Task requirements:
Report how many lines in the data include "tree", with the number as the only reply.

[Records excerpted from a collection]
========

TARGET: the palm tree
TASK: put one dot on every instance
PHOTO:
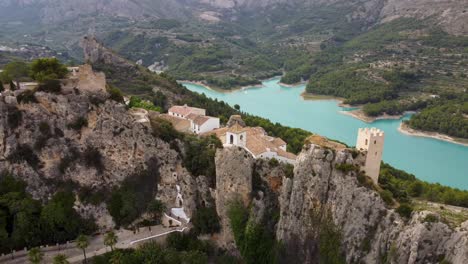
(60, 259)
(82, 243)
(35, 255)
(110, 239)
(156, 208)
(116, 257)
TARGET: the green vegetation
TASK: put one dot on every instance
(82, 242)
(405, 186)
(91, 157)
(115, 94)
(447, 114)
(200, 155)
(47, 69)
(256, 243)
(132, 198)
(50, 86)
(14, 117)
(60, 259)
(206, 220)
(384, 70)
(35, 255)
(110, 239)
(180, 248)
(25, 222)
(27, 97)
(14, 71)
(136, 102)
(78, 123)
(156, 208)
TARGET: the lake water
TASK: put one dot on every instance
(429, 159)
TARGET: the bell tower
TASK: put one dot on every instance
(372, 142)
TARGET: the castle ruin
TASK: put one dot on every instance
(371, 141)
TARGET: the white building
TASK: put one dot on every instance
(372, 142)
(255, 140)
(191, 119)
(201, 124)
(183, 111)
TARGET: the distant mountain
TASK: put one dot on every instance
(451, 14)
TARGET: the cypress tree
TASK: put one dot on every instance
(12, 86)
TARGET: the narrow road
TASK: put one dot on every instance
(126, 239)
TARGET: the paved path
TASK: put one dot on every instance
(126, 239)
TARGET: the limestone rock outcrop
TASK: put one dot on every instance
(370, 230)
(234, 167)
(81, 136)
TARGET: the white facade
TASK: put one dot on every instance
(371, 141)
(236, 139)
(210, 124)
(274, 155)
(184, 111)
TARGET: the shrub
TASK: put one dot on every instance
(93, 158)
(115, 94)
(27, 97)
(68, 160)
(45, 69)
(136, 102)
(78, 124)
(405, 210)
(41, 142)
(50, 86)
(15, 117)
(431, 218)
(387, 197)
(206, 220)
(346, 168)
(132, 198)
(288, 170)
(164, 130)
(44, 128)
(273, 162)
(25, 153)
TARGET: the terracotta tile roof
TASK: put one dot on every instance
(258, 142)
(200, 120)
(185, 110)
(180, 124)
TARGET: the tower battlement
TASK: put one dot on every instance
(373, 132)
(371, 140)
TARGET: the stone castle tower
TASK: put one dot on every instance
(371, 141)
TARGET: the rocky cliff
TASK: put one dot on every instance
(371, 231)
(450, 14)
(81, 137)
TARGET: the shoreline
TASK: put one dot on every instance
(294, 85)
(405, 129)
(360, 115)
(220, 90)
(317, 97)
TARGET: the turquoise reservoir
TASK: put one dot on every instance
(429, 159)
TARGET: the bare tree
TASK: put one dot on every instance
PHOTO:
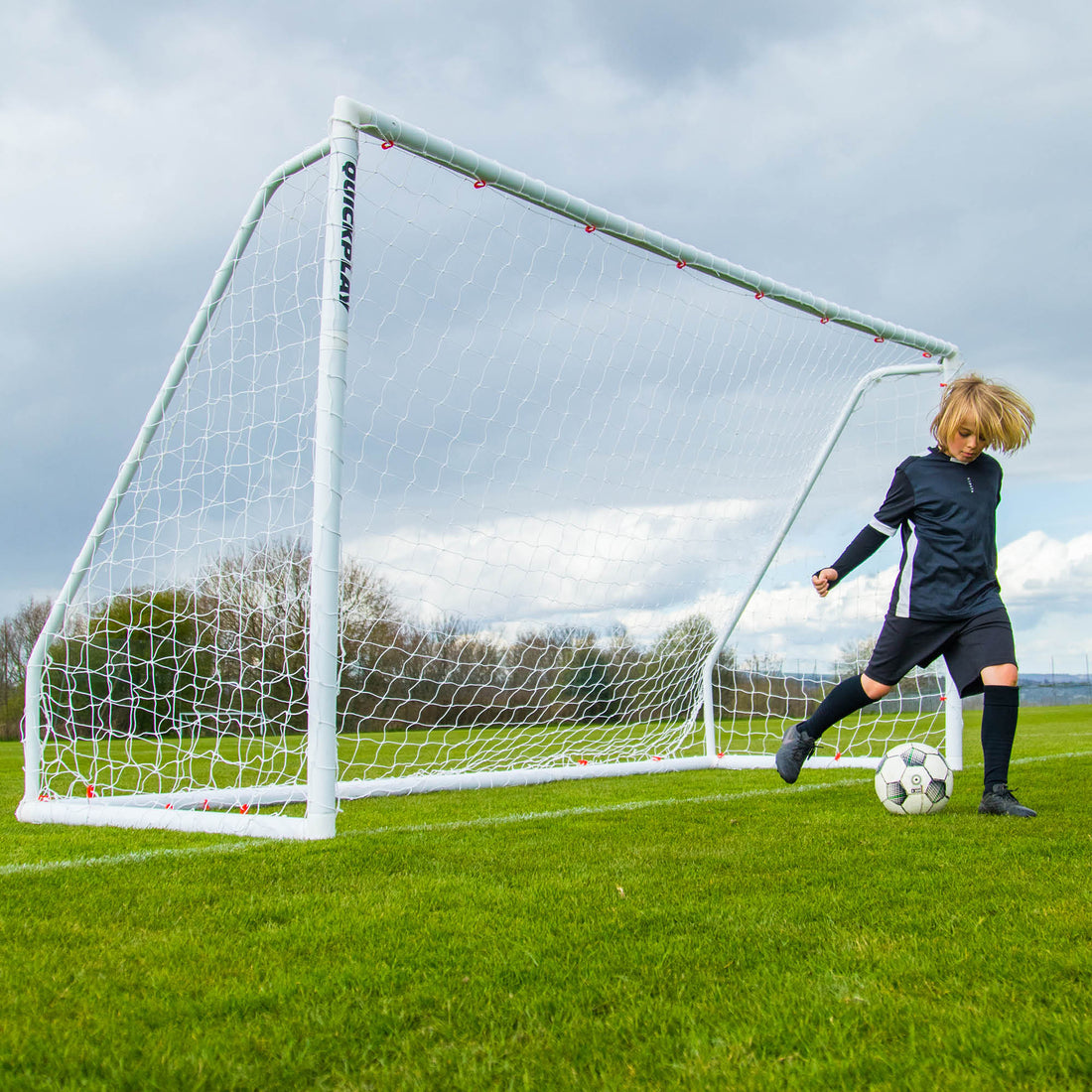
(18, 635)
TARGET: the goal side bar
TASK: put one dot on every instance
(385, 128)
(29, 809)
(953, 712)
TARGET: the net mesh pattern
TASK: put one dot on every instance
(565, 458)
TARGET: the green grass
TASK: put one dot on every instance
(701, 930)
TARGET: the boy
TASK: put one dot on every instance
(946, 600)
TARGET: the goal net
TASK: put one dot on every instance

========

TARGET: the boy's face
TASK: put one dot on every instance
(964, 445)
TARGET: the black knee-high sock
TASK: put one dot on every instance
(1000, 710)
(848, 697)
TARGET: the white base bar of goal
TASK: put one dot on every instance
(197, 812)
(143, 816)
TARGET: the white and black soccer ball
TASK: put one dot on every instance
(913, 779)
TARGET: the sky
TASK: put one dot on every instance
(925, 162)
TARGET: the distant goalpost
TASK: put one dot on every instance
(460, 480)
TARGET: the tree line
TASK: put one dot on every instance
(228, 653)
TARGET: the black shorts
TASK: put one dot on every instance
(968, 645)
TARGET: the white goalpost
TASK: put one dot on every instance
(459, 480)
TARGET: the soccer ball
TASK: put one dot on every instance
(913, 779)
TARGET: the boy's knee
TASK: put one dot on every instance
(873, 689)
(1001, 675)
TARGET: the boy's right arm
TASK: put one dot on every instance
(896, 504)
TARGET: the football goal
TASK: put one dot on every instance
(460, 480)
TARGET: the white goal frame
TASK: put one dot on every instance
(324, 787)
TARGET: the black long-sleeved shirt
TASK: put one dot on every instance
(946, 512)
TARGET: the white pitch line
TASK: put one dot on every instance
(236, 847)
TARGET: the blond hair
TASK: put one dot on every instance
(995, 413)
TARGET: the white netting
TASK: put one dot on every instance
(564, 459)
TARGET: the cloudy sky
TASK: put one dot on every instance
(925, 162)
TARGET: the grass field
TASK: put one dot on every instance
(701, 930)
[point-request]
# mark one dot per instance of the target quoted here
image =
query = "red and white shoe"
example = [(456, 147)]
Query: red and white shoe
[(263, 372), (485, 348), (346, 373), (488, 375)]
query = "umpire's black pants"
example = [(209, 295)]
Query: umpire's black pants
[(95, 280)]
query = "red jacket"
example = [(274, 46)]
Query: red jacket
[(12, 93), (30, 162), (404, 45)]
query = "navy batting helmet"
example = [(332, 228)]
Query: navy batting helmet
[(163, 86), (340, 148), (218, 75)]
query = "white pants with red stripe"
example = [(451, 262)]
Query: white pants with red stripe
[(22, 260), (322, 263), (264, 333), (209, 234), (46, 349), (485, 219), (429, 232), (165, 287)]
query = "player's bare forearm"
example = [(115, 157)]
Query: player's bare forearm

========

Result for this exercise:
4